» **WHAT THIS TASK INVOLVES**
Can you format each line of the listing below as a JSON list of strings, one string per line, leaving out any blank lines?

━━━━━━

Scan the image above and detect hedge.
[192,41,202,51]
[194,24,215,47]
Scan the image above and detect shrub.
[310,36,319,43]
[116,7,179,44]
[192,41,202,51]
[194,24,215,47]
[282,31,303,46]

━━━━━━

» **TASK RESPONSE**
[
  "Scan the image above and detect hedge.",
  "[192,41,202,51]",
  "[194,24,215,47]",
  "Scan the image above and detect shrub.",
  "[310,36,319,43]",
  "[116,7,179,44]",
  "[192,41,202,51]",
  "[194,24,215,47]",
  "[282,31,303,46]"
]